Exercise: Count how many lines in the rows below contain the string "ceiling", matching case exactly. Reply with the number alone.

[Dataset items]
________________________________________

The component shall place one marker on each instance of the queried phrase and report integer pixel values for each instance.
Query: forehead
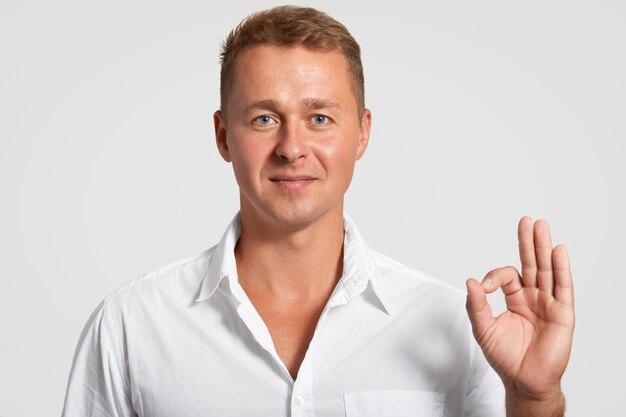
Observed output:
(290, 72)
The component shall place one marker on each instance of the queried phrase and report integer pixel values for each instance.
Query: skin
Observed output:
(529, 344)
(293, 133)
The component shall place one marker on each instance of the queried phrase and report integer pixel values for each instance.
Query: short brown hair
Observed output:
(291, 26)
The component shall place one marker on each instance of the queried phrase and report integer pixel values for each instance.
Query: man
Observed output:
(292, 313)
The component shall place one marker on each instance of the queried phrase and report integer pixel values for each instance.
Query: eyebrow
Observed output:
(308, 103)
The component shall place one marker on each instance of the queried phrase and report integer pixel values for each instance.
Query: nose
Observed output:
(291, 145)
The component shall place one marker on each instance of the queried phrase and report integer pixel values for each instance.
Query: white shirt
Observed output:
(185, 341)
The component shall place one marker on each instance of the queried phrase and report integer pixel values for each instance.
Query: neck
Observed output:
(292, 264)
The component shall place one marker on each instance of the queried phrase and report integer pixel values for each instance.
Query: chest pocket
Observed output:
(394, 404)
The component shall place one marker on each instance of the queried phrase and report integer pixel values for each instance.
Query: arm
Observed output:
(529, 344)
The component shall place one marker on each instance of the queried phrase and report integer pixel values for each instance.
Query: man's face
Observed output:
(291, 129)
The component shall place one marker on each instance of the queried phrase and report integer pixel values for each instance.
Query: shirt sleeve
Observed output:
(99, 385)
(485, 393)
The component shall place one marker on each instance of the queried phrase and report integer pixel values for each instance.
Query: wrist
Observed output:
(522, 403)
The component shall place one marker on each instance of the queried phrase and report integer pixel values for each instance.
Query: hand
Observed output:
(529, 344)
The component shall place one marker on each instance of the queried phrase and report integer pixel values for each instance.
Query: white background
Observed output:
(483, 112)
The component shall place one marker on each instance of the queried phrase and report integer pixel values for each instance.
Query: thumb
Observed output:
(478, 308)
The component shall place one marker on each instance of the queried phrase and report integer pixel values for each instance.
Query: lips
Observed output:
(291, 178)
(292, 181)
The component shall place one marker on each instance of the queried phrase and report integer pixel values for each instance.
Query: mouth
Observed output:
(292, 181)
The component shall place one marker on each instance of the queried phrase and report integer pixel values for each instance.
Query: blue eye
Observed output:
(263, 120)
(320, 119)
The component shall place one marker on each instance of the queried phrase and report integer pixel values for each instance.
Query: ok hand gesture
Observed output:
(529, 344)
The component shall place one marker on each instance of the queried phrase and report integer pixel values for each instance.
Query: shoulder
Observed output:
(178, 279)
(405, 283)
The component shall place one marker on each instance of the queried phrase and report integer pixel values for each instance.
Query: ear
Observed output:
(221, 136)
(364, 133)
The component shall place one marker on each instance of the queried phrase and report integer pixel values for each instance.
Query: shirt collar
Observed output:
(359, 266)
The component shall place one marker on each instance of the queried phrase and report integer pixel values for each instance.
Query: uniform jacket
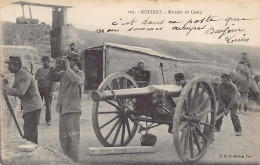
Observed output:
(69, 98)
(242, 80)
(44, 77)
(228, 95)
(25, 88)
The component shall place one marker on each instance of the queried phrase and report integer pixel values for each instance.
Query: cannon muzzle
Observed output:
(173, 90)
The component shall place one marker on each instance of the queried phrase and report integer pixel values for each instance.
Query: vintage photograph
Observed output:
(130, 82)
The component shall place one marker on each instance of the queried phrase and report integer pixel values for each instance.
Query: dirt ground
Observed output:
(49, 150)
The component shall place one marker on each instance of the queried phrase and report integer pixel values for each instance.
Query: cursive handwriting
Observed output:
(230, 19)
(224, 31)
(229, 29)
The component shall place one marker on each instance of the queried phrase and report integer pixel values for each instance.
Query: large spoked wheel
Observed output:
(194, 119)
(111, 122)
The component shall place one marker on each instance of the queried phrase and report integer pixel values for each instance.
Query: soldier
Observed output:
(253, 85)
(242, 80)
(25, 88)
(46, 86)
(69, 105)
(72, 49)
(179, 79)
(228, 102)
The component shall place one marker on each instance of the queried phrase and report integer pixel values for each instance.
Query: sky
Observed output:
(238, 20)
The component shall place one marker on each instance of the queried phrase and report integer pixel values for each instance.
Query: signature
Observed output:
(229, 29)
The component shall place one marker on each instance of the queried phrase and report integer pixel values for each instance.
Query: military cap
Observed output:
(226, 76)
(179, 76)
(73, 55)
(14, 59)
(45, 58)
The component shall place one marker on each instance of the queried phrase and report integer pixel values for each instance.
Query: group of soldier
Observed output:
(233, 90)
(71, 80)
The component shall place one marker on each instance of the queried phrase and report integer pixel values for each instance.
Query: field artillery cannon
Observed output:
(120, 106)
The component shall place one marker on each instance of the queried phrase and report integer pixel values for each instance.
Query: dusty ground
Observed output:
(227, 148)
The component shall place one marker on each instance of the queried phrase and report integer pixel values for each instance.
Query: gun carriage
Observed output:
(120, 107)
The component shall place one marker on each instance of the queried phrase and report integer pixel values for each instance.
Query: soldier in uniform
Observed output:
(72, 49)
(228, 102)
(71, 79)
(25, 88)
(46, 85)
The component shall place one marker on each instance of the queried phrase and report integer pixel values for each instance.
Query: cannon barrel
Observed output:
(173, 90)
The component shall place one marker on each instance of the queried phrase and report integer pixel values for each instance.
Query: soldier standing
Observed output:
(228, 100)
(25, 88)
(46, 86)
(69, 105)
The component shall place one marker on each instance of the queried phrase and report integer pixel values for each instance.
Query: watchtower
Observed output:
(59, 19)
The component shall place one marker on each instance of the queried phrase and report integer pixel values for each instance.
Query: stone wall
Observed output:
(69, 35)
(37, 36)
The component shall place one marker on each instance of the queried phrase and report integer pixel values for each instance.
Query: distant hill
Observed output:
(226, 55)
(221, 54)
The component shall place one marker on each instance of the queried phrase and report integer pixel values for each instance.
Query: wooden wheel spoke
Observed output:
(109, 102)
(189, 100)
(205, 124)
(191, 143)
(196, 140)
(110, 121)
(186, 140)
(118, 84)
(117, 133)
(113, 128)
(195, 95)
(198, 100)
(109, 87)
(203, 113)
(125, 84)
(123, 133)
(183, 125)
(202, 105)
(201, 134)
(107, 112)
(186, 109)
(128, 128)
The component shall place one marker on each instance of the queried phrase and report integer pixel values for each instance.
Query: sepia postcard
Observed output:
(153, 81)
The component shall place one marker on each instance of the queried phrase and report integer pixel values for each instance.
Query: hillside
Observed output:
(221, 55)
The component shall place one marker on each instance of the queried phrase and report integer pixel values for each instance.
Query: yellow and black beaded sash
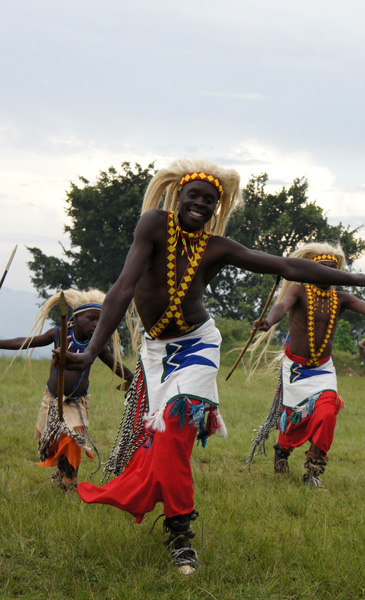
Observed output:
(198, 243)
(312, 292)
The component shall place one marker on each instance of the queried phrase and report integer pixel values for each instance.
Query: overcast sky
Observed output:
(273, 86)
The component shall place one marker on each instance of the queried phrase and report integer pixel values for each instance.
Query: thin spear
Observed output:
(259, 321)
(62, 356)
(8, 266)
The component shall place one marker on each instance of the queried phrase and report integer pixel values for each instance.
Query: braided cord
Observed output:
(130, 435)
(272, 421)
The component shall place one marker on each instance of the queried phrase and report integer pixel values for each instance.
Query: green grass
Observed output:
(259, 536)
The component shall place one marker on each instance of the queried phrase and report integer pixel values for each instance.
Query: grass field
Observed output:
(259, 536)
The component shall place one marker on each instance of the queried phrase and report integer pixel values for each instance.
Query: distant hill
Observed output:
(18, 310)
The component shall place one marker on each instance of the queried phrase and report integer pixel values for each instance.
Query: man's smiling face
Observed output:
(196, 205)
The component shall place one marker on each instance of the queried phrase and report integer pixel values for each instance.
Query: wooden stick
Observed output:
(259, 321)
(8, 266)
(62, 359)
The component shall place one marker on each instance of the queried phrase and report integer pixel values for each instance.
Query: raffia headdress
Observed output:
(163, 188)
(78, 301)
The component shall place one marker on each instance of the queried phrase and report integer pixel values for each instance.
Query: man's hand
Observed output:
(74, 362)
(264, 326)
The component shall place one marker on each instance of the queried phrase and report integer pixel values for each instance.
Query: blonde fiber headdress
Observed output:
(162, 191)
(78, 301)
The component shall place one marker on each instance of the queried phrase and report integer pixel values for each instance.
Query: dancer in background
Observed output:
(306, 402)
(60, 443)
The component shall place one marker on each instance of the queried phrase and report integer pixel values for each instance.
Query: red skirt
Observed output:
(158, 473)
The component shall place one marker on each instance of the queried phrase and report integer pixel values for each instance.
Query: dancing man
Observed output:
(306, 402)
(176, 252)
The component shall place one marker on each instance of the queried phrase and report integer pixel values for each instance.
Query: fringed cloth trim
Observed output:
(132, 432)
(290, 418)
(54, 429)
(272, 422)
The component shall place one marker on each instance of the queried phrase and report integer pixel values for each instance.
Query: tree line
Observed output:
(103, 216)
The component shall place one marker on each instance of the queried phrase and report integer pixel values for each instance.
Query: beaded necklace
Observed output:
(198, 243)
(314, 295)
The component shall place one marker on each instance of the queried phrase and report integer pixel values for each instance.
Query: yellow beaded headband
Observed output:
(204, 177)
(322, 257)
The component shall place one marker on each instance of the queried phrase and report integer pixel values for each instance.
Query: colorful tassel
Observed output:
(179, 408)
(283, 421)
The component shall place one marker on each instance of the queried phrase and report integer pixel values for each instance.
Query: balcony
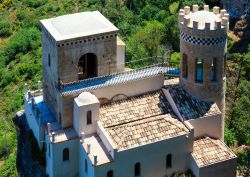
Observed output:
(134, 70)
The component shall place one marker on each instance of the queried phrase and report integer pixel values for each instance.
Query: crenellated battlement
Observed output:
(195, 22)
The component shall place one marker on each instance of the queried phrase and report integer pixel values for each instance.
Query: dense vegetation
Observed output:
(148, 27)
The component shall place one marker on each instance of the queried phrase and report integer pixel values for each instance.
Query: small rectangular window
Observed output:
(213, 70)
(89, 117)
(225, 64)
(184, 66)
(65, 154)
(86, 166)
(199, 70)
(169, 161)
(49, 59)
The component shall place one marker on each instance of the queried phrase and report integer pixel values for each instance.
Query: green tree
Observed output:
(150, 37)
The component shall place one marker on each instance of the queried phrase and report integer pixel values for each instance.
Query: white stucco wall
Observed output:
(69, 168)
(220, 169)
(120, 55)
(82, 156)
(107, 141)
(49, 157)
(152, 158)
(208, 126)
(33, 124)
(80, 118)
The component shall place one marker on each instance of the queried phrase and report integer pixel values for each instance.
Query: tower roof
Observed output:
(204, 19)
(78, 25)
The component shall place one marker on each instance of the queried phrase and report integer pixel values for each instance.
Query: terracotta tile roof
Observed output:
(64, 135)
(209, 151)
(191, 107)
(134, 108)
(146, 131)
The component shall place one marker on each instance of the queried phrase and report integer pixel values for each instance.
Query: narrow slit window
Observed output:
(169, 161)
(65, 154)
(89, 117)
(225, 64)
(49, 62)
(137, 169)
(213, 70)
(184, 66)
(199, 70)
(86, 166)
(110, 173)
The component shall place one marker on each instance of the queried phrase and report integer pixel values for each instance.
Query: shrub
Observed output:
(20, 15)
(35, 3)
(5, 29)
(24, 41)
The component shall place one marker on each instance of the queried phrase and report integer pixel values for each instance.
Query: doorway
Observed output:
(87, 66)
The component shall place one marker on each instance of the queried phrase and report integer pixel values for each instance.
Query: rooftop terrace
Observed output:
(210, 151)
(119, 78)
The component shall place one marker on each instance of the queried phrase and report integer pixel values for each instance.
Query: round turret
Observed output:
(203, 47)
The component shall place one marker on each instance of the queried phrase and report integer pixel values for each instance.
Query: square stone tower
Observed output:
(76, 47)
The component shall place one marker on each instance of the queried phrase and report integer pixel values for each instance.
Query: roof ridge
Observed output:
(131, 98)
(139, 121)
(173, 122)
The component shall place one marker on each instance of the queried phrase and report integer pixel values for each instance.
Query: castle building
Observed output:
(237, 8)
(98, 118)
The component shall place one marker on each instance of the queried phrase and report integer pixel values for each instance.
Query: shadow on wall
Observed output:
(30, 161)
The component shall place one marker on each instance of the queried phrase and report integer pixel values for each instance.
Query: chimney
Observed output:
(82, 136)
(39, 86)
(25, 90)
(53, 137)
(88, 148)
(49, 128)
(95, 160)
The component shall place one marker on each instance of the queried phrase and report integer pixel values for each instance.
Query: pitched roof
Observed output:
(134, 108)
(146, 131)
(140, 120)
(207, 151)
(64, 135)
(189, 106)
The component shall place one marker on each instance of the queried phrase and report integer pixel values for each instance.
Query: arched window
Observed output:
(89, 117)
(87, 66)
(48, 59)
(110, 173)
(214, 70)
(184, 66)
(65, 154)
(137, 169)
(199, 70)
(169, 161)
(86, 166)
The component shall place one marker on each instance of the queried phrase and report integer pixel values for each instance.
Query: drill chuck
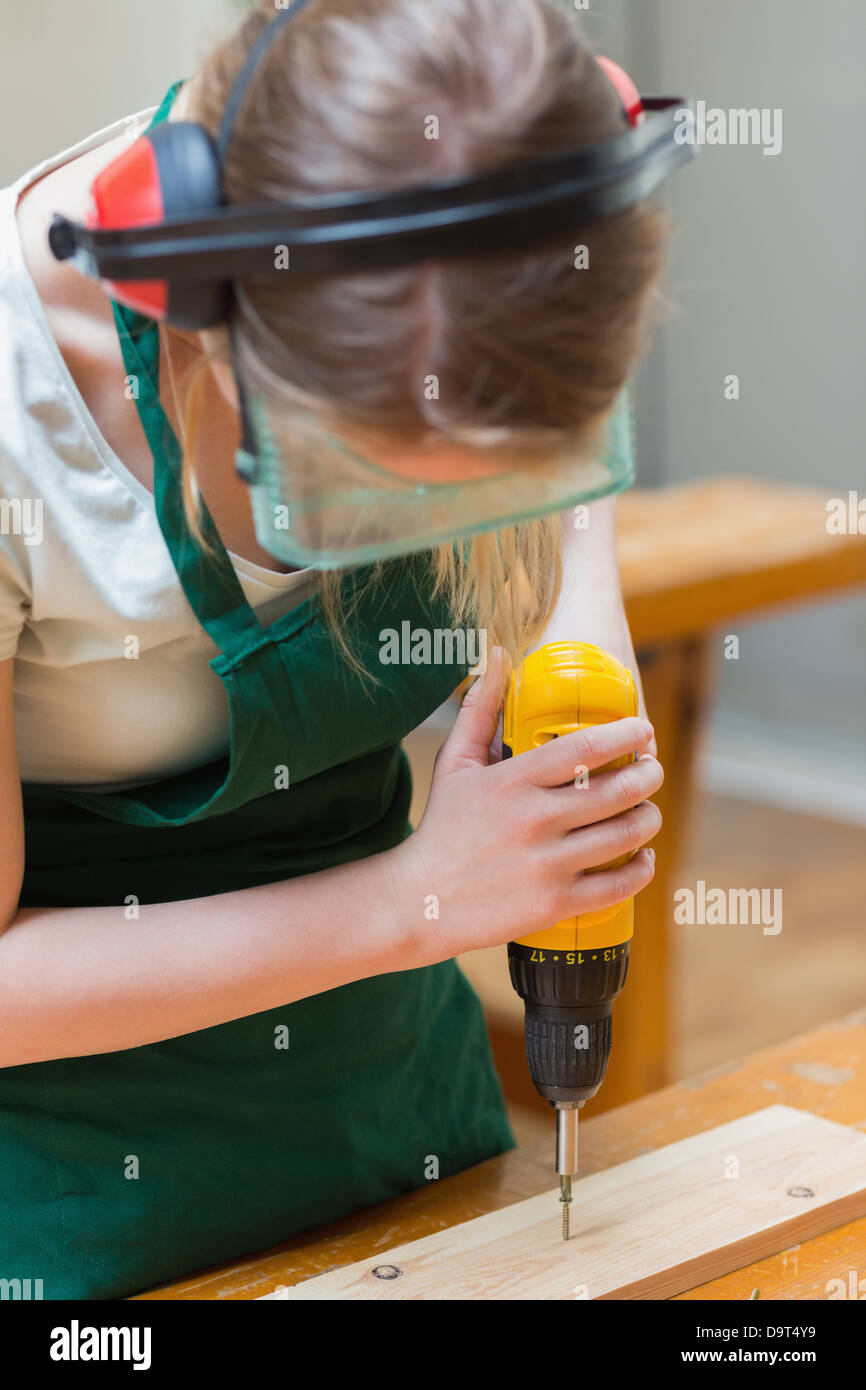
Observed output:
(567, 1001)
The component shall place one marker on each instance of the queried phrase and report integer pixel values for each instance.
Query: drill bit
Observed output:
(566, 1155)
(565, 1196)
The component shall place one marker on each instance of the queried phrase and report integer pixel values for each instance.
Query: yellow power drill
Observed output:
(570, 973)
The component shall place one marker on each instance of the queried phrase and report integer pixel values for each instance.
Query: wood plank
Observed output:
(705, 552)
(651, 1228)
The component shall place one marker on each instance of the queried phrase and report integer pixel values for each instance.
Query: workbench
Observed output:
(822, 1072)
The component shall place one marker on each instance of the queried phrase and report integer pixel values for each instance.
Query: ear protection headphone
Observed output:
(161, 238)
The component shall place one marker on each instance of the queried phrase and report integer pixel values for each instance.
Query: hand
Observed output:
(503, 848)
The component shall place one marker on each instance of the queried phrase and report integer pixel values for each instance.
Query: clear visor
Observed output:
(317, 502)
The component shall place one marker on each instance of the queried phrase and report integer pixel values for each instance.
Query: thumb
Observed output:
(469, 742)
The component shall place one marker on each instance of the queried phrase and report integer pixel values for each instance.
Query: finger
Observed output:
(605, 794)
(474, 730)
(559, 761)
(602, 890)
(595, 845)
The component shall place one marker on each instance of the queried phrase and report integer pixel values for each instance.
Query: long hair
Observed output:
(527, 349)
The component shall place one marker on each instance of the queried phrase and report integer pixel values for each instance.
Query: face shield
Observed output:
(163, 239)
(319, 502)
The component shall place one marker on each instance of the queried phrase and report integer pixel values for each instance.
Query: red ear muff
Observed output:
(127, 193)
(624, 88)
(170, 171)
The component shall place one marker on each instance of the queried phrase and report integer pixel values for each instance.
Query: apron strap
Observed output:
(205, 571)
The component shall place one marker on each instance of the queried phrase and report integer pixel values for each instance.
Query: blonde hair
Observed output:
(527, 350)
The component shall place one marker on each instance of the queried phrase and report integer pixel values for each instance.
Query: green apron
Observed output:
(127, 1169)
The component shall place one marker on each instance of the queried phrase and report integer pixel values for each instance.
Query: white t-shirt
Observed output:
(84, 569)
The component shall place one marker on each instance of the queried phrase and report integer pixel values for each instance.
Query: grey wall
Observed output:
(768, 280)
(67, 70)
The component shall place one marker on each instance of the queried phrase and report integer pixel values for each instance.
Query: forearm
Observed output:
(590, 606)
(82, 980)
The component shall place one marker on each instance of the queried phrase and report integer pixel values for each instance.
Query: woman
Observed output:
(228, 1012)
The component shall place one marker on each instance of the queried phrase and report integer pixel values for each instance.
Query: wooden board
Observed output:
(651, 1228)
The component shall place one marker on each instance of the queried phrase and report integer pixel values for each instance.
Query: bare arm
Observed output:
(590, 606)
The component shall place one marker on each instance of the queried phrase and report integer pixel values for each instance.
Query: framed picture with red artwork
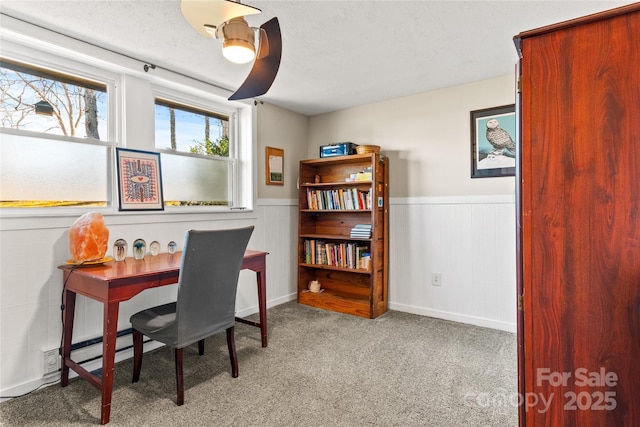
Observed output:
(139, 180)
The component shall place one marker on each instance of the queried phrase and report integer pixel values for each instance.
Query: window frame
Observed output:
(24, 43)
(199, 102)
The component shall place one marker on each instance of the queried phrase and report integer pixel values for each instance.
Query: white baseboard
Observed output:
(456, 317)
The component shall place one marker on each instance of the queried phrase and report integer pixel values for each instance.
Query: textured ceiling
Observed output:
(336, 54)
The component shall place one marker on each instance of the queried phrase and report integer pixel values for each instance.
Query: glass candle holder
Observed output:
(154, 248)
(120, 248)
(139, 248)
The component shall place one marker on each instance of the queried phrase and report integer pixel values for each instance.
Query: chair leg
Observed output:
(179, 377)
(137, 355)
(231, 343)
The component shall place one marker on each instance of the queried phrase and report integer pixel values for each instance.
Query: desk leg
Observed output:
(110, 331)
(262, 304)
(68, 311)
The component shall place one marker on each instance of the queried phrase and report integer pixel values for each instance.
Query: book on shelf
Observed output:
(338, 199)
(342, 254)
(361, 231)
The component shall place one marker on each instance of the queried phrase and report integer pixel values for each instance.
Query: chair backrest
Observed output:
(208, 282)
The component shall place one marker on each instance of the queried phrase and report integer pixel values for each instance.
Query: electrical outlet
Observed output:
(50, 361)
(436, 279)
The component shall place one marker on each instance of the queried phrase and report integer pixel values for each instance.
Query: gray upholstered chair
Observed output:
(206, 301)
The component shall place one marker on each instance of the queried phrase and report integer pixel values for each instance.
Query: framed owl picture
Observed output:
(493, 142)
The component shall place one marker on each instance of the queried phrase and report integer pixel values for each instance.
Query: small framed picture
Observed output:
(493, 142)
(139, 180)
(274, 158)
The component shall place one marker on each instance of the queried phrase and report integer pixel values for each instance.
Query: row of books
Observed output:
(362, 231)
(344, 255)
(339, 199)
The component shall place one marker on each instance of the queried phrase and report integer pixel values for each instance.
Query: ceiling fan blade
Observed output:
(266, 66)
(213, 13)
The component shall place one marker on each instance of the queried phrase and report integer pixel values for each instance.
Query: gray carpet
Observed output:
(320, 369)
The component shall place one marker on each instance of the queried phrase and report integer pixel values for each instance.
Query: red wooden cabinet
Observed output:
(579, 221)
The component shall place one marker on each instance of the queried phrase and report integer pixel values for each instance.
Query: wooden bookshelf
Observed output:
(330, 206)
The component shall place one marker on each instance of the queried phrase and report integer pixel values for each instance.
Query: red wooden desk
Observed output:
(114, 282)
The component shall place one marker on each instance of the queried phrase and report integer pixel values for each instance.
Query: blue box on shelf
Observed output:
(339, 149)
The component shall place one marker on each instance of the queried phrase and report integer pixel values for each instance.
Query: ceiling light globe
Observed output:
(238, 53)
(238, 41)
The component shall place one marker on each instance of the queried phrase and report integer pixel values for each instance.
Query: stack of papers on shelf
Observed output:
(361, 231)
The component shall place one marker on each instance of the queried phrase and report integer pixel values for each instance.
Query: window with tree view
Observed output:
(53, 130)
(196, 154)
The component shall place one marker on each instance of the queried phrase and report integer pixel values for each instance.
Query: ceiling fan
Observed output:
(224, 19)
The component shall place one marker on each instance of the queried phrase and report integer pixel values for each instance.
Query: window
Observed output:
(197, 152)
(62, 113)
(51, 152)
(40, 100)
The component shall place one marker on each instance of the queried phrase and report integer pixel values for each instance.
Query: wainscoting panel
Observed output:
(470, 242)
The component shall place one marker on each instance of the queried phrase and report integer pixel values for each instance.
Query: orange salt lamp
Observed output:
(88, 238)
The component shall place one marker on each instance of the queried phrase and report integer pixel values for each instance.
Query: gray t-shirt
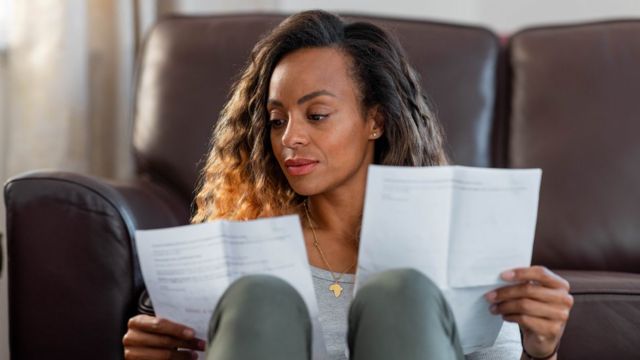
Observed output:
(334, 319)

________________________________________

Response for this exercise: 4